DIRECTIVE: Please copy exactly the lines that begin with the one containing "of the metal" and end with the last line of the entries.

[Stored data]

----------

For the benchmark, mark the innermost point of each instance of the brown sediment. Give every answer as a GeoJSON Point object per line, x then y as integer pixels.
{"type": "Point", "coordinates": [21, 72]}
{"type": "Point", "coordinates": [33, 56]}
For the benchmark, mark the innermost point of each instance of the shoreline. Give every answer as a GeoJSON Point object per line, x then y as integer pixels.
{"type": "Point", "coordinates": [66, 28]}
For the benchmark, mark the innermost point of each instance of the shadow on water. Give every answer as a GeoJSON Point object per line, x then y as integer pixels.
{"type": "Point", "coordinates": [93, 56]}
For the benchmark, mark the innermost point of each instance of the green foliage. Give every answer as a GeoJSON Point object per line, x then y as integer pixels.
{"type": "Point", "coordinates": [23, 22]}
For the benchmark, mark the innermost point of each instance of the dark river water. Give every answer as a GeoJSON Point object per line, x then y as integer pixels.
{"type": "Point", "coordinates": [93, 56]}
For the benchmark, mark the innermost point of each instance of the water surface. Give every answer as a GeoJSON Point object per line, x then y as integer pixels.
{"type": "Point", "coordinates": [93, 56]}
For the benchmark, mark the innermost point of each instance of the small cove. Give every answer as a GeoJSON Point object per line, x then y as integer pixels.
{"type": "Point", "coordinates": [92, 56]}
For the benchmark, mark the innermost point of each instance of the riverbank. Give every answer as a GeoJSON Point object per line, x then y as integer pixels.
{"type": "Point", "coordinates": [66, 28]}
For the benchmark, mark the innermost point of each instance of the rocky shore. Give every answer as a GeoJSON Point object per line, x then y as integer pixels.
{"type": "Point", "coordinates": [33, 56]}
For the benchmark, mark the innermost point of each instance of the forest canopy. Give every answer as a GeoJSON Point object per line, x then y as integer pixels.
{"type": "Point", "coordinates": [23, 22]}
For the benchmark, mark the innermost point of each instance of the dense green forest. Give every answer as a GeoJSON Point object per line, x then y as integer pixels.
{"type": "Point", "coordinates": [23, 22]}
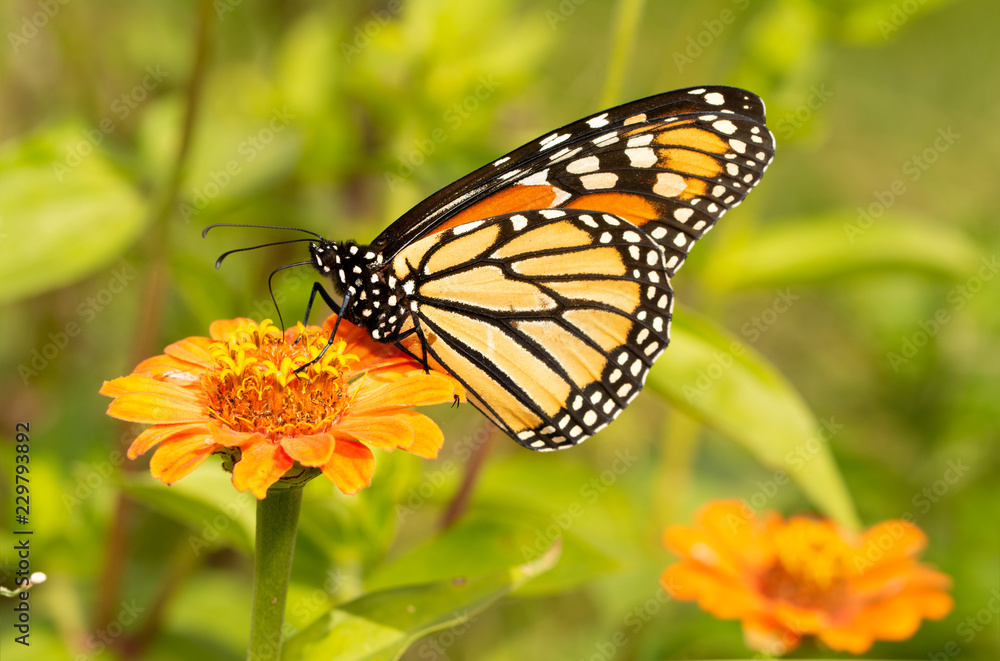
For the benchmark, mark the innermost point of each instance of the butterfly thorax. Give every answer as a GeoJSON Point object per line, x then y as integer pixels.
{"type": "Point", "coordinates": [359, 275]}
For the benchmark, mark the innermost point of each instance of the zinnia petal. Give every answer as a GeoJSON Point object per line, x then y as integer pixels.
{"type": "Point", "coordinates": [350, 467]}
{"type": "Point", "coordinates": [309, 450]}
{"type": "Point", "coordinates": [427, 436]}
{"type": "Point", "coordinates": [152, 401]}
{"type": "Point", "coordinates": [269, 399]}
{"type": "Point", "coordinates": [422, 390]}
{"type": "Point", "coordinates": [805, 576]}
{"type": "Point", "coordinates": [239, 439]}
{"type": "Point", "coordinates": [261, 465]}
{"type": "Point", "coordinates": [386, 432]}
{"type": "Point", "coordinates": [181, 455]}
{"type": "Point", "coordinates": [191, 350]}
{"type": "Point", "coordinates": [162, 433]}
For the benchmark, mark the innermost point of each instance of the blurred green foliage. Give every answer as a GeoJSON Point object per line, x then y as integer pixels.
{"type": "Point", "coordinates": [860, 279]}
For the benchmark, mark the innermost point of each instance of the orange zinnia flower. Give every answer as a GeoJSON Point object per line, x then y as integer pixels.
{"type": "Point", "coordinates": [237, 393]}
{"type": "Point", "coordinates": [787, 579]}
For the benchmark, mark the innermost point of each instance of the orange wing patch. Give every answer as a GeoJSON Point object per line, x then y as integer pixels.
{"type": "Point", "coordinates": [693, 138]}
{"type": "Point", "coordinates": [508, 200]}
{"type": "Point", "coordinates": [633, 208]}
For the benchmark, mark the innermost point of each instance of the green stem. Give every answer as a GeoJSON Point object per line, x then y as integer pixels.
{"type": "Point", "coordinates": [277, 522]}
{"type": "Point", "coordinates": [626, 23]}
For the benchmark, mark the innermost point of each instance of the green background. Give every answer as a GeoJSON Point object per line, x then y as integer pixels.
{"type": "Point", "coordinates": [858, 283]}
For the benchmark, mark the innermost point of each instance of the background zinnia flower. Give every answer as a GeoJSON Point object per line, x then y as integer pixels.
{"type": "Point", "coordinates": [788, 579]}
{"type": "Point", "coordinates": [236, 392]}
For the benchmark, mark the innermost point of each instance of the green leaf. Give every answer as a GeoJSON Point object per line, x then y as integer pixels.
{"type": "Point", "coordinates": [65, 212]}
{"type": "Point", "coordinates": [840, 245]}
{"type": "Point", "coordinates": [194, 502]}
{"type": "Point", "coordinates": [379, 626]}
{"type": "Point", "coordinates": [731, 388]}
{"type": "Point", "coordinates": [485, 541]}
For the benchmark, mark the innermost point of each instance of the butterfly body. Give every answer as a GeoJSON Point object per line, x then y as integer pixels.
{"type": "Point", "coordinates": [542, 280]}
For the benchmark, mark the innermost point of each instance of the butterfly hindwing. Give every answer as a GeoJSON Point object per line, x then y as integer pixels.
{"type": "Point", "coordinates": [551, 317]}
{"type": "Point", "coordinates": [542, 280]}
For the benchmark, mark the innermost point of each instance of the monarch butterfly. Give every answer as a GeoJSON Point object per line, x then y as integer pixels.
{"type": "Point", "coordinates": [542, 280]}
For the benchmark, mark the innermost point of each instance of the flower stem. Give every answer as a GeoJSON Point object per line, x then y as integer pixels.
{"type": "Point", "coordinates": [277, 522]}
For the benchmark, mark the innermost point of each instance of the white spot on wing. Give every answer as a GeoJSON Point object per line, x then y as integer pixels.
{"type": "Point", "coordinates": [598, 122]}
{"type": "Point", "coordinates": [724, 126]}
{"type": "Point", "coordinates": [715, 98]}
{"type": "Point", "coordinates": [641, 157]}
{"type": "Point", "coordinates": [599, 180]}
{"type": "Point", "coordinates": [584, 165]}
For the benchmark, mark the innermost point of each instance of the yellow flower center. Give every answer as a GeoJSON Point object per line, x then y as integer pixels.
{"type": "Point", "coordinates": [254, 386]}
{"type": "Point", "coordinates": [811, 568]}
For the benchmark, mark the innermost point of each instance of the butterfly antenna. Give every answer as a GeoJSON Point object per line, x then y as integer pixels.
{"type": "Point", "coordinates": [270, 288]}
{"type": "Point", "coordinates": [218, 262]}
{"type": "Point", "coordinates": [204, 232]}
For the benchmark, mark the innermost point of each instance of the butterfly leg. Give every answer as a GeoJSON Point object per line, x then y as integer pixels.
{"type": "Point", "coordinates": [339, 309]}
{"type": "Point", "coordinates": [319, 289]}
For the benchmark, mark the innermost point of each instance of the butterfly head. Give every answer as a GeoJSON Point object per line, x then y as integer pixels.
{"type": "Point", "coordinates": [347, 264]}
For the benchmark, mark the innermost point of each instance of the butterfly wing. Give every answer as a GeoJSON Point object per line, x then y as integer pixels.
{"type": "Point", "coordinates": [671, 164]}
{"type": "Point", "coordinates": [551, 318]}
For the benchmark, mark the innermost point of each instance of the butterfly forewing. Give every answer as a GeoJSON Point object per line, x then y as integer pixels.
{"type": "Point", "coordinates": [674, 161]}
{"type": "Point", "coordinates": [542, 280]}
{"type": "Point", "coordinates": [551, 318]}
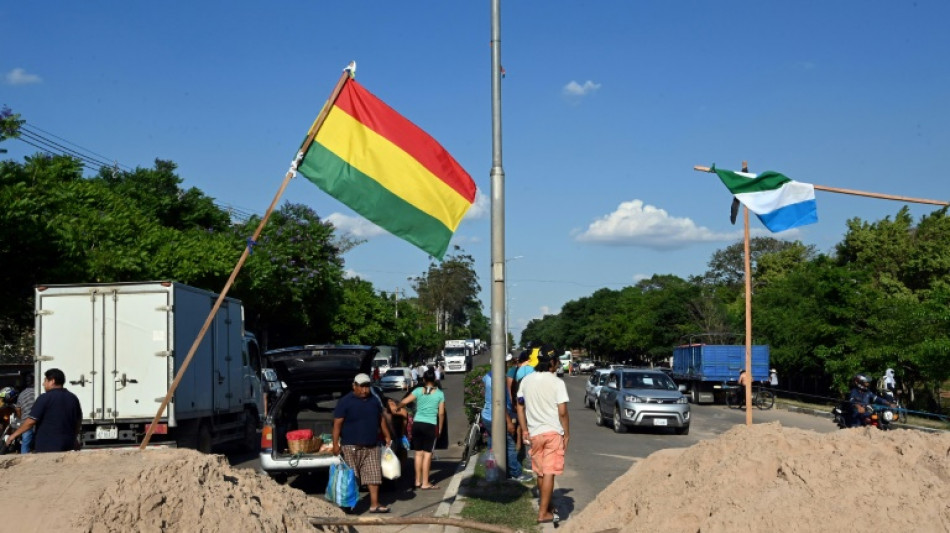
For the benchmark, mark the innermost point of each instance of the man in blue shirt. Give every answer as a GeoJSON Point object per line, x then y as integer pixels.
{"type": "Point", "coordinates": [56, 416]}
{"type": "Point", "coordinates": [357, 422]}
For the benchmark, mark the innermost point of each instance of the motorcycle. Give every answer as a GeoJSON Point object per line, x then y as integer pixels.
{"type": "Point", "coordinates": [876, 415]}
{"type": "Point", "coordinates": [14, 445]}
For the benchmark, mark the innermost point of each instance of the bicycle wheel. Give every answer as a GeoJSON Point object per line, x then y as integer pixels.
{"type": "Point", "coordinates": [764, 399]}
{"type": "Point", "coordinates": [471, 442]}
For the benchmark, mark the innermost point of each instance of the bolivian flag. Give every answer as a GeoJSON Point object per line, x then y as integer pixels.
{"type": "Point", "coordinates": [387, 169]}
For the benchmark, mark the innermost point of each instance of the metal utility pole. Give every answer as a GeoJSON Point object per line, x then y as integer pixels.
{"type": "Point", "coordinates": [498, 311]}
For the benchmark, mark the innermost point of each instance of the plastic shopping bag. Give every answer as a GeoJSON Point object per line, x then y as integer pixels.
{"type": "Point", "coordinates": [342, 488]}
{"type": "Point", "coordinates": [392, 469]}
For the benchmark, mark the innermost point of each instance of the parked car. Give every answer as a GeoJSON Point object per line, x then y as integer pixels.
{"type": "Point", "coordinates": [398, 378]}
{"type": "Point", "coordinates": [597, 379]}
{"type": "Point", "coordinates": [315, 377]}
{"type": "Point", "coordinates": [641, 397]}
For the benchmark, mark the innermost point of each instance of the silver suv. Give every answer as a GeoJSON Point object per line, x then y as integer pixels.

----------

THE OUTPUT:
For the benchmark, mark the innermost point of each instance of the metal utility pole. Give every answer as a GeoJSON Point object per line, x then y as integer pixels.
{"type": "Point", "coordinates": [498, 311]}
For the benchmark, mark the innermost point of each instance of the plastic shopping bag. Give every answer as a GeoJSON Point object per line, x then y as integer pixels.
{"type": "Point", "coordinates": [342, 488]}
{"type": "Point", "coordinates": [392, 469]}
For the benchmark, mark the innermost point of each instance of the parked car. Give every answer as a GeoJSON Point object per line, x then y as integer pixels.
{"type": "Point", "coordinates": [398, 378]}
{"type": "Point", "coordinates": [597, 379]}
{"type": "Point", "coordinates": [315, 377]}
{"type": "Point", "coordinates": [641, 397]}
For the benchmark, mark the innermost point of each instance of the silver suv. Give every answer as a GeoJSON Point object per line, x then y as integer pixels.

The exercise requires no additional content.